1. Granularity Bias:
   • The tree exhibits a bias toward continuous features, as they provide the most granular splits, maximizing information gain at each step.
   • Features with fewer levels, like \(\text{Categorical}_{2}\), are deemed less useful due to their limited granularity and splitting options.
   • The simplicity of the tree is beneficial for interpretability but can lead to over-reliance on a single dominant feature.
   • Continuous and ordinal features dominate the splits, while categorical variables contribute minimally, particularly those with fewer levels.

This simulation demonstrates the bias of decision trees toward features with higher granularity (e.g., continuous variables). While this can enhance predictive power, it may lead to under-utilization of less granular but potentially valuable features, such as categorical variables with fewer levels.

---

Problem 8.3

Analysis of Variable Importance

Here is the visualization of Fig. 8.24, which supports our interpretation:

Variable Importance Plots for Boosting (Fig. 8.24)

As seen in the figure above (Figure 1, referencing fig. 8.24 from the book):

(8.3.a) Why does the model on the right focus its importance on just the first few predictors, whereas the model on the left spreads importance across more predictors?

• Model on the Left (\(\text{Bagging Fraction} = 0.1, \text{Learning Rate} = 0.1\)):
  • The lower bagging fraction and learning rate result in smaller updates to the trees during each iteration, allowing the model to consider a broader set of predictors.
  • Importance is more evenly distributed because the model explores the contributions of multiple predictors rather than overfitting to a few dominant ones.
• Model on the Right (\(\text{Bagging Fraction} = 0.9, \text{Learning Rate} = 0.9\)):
  • The higher bagging fraction and learning rate lead to more aggressive updates in tree construction, which focuses on predictors that provide the most immediate reduction in error.
  • This causes the model to concentrate importance on a few dominant predictors, ignoring weaker ones.

### Extracted material
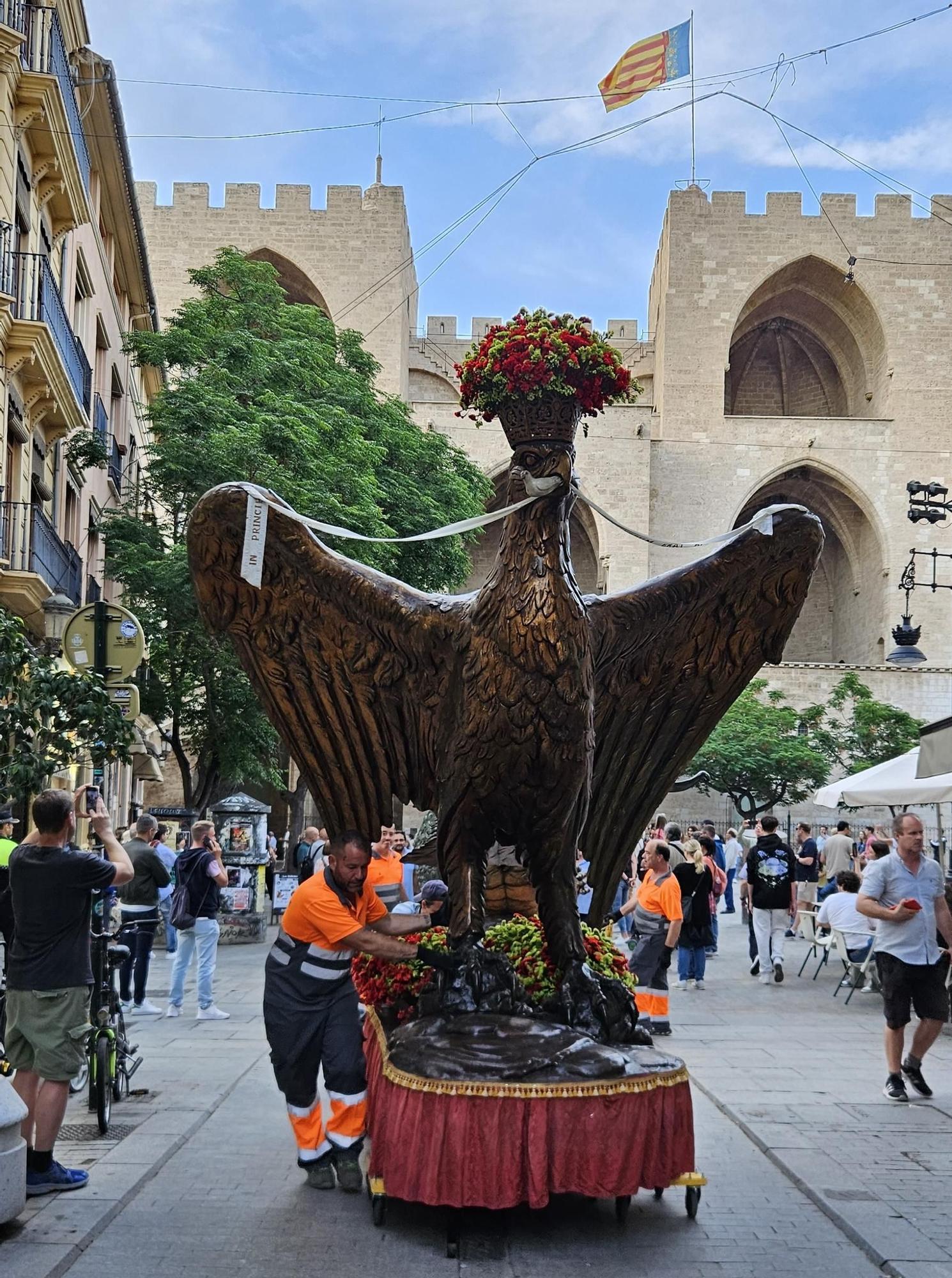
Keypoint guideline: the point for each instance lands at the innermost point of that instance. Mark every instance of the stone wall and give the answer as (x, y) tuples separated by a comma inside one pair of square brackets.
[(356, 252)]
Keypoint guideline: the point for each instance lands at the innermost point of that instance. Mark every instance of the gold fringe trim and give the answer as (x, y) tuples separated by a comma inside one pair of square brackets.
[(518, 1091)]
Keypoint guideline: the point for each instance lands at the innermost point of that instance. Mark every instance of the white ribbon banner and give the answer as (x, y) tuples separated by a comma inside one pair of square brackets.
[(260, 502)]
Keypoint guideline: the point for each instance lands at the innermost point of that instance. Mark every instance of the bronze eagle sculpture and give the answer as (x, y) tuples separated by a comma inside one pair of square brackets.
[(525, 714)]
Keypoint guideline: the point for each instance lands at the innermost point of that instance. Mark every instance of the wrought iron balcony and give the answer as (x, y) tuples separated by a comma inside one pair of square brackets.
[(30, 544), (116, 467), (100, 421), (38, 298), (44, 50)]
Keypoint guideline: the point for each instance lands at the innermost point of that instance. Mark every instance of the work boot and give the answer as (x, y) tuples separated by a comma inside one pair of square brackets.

### Required actions
(1) In the decision-tree passage, what bagging fraction and learning rate does the model on the right use?
(2) Please carry on the decision-tree passage, picking up right after its final sentence.

### Solved problems
(1) Both are 0.9.

(2)
(8.3.b) Which model do you think would be more predictive of other samples?

• The left model is likely to generalize better because:
  • It spreads importance across multiple predictors, making it less prone to overfitting.
  • The smaller learning rate ensures incremental improvements, which typically enhance the robustness of the model.
• The right model may overfit the training data because it aggressively emphasizes a few dominant predictors. While it could perform well on the training set, its predictive power on unseen data might be lower.

(8.3.c) How would increasing interaction depth affect the slope of predictor importance for either model in Fig. 8.24?

• Interaction Depth:
  • Increasing interaction depth allows the trees to model more complex relationships between predictors.
  • This can result in a steeper slope of variable importance for both models as the dominant predictors gain even more influence.
• Impact on the Models:
  • For the left model, the increased interaction depth would slightly accentuate the dominance of top predictors but still maintain a more even distribution compared to the right model.
  • For the right model, the increased interaction depth would further concentrate importance on the top predictors, making the slope steeper and potentially exacerbating overfitting.

In Summary

• The left model (\(\text{Bagging Fraction} = 0.1, \text{Learning Rate} = 0.1\)) is more likely to generalize well, while the right model (\(\text{Bagging Fraction} = 0.9, \text{Learning Rate} = 0.9\)) is prone to overfitting.
• Increasing interaction depth amplifies the dominance of top predictors, especially in the right model, potentially worsening its generalization error.

---

Problem 8.7

Data Loading and Preprocessing

We will use the ChemicalManufacturingProcess dataset from the AppliedPredictiveModeling package and perform the necessary data imputation, data splitting, and pre-processing.

suppressWarnings({
# Load necessary libraries
library(AppliedPredictiveModeling)
library(caret)
library(rpart)
library(randomForest)
library(gbm)
library(rpart.plot)
})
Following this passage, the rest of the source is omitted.